▸ OBJECTIVES
[1] Transcribe the part of the Jonas Mekas box set page that opens with the words containing "In addition the" and closes with "Nights Stories (2011)".
[2] Answer these questions from the Jonas Mekas box set page.
(a) What is the public price of the six-DVD box set?
(b) Which company handles distribution for the rest of the world?
(c) In what year did Mekas arrive in New York?

31/10/2012

JONAS MEKAS THE MAJOR WORKS


JONAS MEKAS
THE MAJOR WORKS
(six DVD Boxset PAL interzone), public price: 79.95 euros
English, French and Lithuanian subtitles
DVD single titles, public price: 19.90 euros each

Co-edition: Potemkine, Re:Voir and Agnès B DVD
Distribution Belgium, France, Spain, Switzerland: Potemkine
Distribution the rest of the world: Re:Voir

In addition the following five titles by Jonas Mekas are forthcoming from Re:Voir:
Guns of the Trees (1962) - Sixties Quartet (Andy Warhol, John and Yoko, George Maciunas, Kennedy) (1964-1999)
- Scenes from Allen's Last Three Days on Earth as a Spirit (Allen Ginsberg) (1997) - Letter from Greenpoint (2004) - Sleepless Nights Stories (2011)

Jonas Mekas - Six-DVD Box Set: The Major Works:
The Brig (1964) -  Walden (1969) - Reminiscences of a Jouney to Lithuania (1972) - Lost Lost Lost (1976) -
As I Was Moving Ahead Occasionally I Saw Brief Glimpses of Beauty (2000) - Short Film Works

This box brings together the key works of Jonas Mekas, one of the most prolific avant-garde film artists and an acclaimed poet. Born in Lithuania in 1922, chased west by Soviet and Nazi forces, Mekas and his brother spent four years in German displaced persons' camps before arriving in New York in 1949 where they started shooting 16mm films on exile, military domination and poetic freedom. Jonas developed his diary style of filmmaking while busying himself as a film critic, programmer, organizer and distributor.

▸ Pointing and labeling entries
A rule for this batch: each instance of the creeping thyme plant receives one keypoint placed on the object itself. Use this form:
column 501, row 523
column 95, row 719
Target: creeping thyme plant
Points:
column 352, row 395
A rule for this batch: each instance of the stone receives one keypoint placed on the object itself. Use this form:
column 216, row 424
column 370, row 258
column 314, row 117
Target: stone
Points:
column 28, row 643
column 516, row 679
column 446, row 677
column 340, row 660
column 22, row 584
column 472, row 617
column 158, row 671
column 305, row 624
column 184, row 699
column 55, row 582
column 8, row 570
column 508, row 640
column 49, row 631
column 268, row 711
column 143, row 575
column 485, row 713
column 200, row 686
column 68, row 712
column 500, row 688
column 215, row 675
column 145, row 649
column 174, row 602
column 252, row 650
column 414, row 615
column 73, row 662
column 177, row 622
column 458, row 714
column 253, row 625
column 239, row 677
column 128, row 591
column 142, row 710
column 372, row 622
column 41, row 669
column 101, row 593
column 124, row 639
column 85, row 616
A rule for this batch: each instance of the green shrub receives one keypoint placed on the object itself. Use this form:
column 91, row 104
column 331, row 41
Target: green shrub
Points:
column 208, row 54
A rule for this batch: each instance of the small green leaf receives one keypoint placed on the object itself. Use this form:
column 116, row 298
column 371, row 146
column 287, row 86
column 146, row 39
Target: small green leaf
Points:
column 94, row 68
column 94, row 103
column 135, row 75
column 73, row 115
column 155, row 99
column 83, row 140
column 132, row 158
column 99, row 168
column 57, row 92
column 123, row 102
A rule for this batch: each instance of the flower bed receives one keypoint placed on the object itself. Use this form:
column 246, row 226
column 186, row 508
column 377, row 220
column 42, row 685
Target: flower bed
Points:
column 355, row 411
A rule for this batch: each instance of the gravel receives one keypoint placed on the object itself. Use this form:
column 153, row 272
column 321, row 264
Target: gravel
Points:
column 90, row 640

▸ TASK ANSWERS
[1]
In addition the following five titles by Jonas Mekas are forthcoming from Re:Voir:
Guns of the Trees (1962) - Sixties Quartet (Andy Warhol, John and Yoko, George Maciunas, Kennedy) (1964-1999)
- Scenes from Allen's Last Three Days on Earth as a Spirit (Allen Ginsberg) (1997) - Letter from Greenpoint (2004) - Sleepless Nights Stories (2011)

[2]
(a) 79.95 euros
(b) Re:Voir
(c) 1949